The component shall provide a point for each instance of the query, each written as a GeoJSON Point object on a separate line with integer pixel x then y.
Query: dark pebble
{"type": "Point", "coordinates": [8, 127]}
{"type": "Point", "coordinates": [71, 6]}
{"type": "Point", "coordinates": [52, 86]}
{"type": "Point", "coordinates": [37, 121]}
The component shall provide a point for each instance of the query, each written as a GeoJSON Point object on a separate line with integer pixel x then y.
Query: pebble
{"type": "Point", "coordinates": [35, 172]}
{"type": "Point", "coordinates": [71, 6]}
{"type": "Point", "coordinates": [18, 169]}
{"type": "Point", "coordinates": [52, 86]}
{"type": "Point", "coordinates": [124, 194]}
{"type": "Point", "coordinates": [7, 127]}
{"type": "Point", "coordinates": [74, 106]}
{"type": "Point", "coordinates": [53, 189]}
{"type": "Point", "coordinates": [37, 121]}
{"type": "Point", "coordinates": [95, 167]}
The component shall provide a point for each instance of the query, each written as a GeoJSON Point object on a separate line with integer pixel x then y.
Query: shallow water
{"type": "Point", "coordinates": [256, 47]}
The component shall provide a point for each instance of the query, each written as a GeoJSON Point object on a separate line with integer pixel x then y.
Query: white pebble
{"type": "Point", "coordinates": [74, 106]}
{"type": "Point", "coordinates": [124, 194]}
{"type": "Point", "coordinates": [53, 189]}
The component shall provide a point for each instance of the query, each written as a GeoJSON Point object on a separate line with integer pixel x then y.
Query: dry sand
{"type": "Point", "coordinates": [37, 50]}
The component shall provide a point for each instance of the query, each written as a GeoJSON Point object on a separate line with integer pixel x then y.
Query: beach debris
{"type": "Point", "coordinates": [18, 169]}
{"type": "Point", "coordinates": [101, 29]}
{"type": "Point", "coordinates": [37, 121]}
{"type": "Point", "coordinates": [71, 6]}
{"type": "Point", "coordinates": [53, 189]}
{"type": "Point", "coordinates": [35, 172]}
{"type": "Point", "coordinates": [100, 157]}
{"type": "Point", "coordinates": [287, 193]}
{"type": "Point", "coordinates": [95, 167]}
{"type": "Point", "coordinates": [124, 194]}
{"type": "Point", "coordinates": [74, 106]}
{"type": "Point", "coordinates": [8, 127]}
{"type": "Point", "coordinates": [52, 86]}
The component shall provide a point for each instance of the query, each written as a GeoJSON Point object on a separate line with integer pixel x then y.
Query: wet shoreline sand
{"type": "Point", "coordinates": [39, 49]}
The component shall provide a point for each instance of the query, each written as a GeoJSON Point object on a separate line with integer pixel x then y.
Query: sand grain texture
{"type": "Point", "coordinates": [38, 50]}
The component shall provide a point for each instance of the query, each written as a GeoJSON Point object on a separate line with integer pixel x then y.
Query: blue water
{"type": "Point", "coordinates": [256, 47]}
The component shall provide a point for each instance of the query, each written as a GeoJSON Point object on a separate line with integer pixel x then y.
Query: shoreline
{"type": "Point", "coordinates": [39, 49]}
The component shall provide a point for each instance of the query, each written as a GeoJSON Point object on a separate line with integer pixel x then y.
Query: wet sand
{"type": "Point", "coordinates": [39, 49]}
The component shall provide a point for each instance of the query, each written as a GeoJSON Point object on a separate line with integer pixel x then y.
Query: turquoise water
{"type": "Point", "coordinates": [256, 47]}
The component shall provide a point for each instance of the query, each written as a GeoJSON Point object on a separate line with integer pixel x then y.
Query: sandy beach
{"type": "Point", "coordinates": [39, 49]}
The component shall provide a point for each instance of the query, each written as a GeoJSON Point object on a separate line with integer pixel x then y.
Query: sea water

==

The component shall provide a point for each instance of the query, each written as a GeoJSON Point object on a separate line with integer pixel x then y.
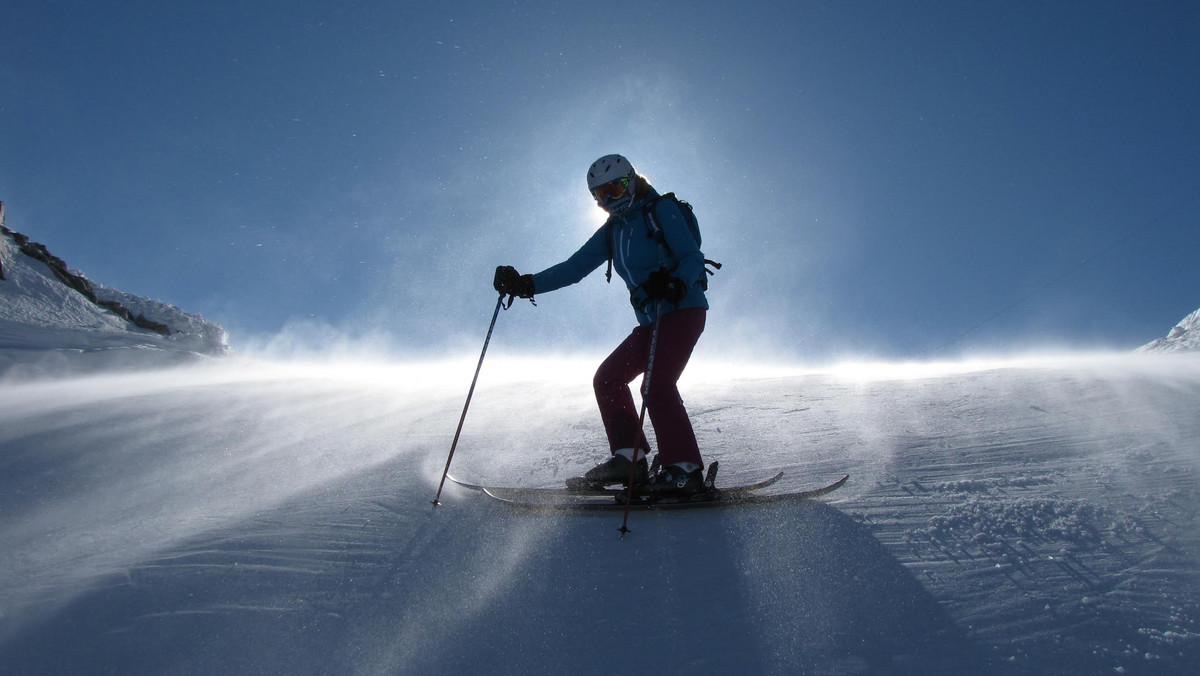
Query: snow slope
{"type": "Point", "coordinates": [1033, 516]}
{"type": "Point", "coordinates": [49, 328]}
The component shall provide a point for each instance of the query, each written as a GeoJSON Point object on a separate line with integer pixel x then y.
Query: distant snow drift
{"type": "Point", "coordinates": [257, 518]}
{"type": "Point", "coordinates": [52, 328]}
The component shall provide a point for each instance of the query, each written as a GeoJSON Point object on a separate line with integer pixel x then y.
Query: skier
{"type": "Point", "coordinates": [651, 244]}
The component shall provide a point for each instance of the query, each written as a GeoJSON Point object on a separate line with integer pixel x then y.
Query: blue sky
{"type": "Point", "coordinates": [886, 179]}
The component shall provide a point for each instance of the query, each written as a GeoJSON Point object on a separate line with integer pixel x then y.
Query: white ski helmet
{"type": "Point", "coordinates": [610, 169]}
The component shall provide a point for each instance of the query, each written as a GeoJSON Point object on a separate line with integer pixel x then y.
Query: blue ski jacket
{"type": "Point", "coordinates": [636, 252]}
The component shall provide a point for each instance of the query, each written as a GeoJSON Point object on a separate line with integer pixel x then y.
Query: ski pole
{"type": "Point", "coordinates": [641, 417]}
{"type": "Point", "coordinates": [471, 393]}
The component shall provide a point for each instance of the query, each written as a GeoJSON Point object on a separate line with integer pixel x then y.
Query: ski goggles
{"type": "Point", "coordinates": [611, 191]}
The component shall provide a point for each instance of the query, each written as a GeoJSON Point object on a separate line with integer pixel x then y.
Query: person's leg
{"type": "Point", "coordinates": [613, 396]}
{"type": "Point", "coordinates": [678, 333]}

What needs to be done> Gather every line in the records above that contains the word "pebble", and copy each of those lines in full.

Written response>
Query: dark pebble
Query: pebble
Query: white pebble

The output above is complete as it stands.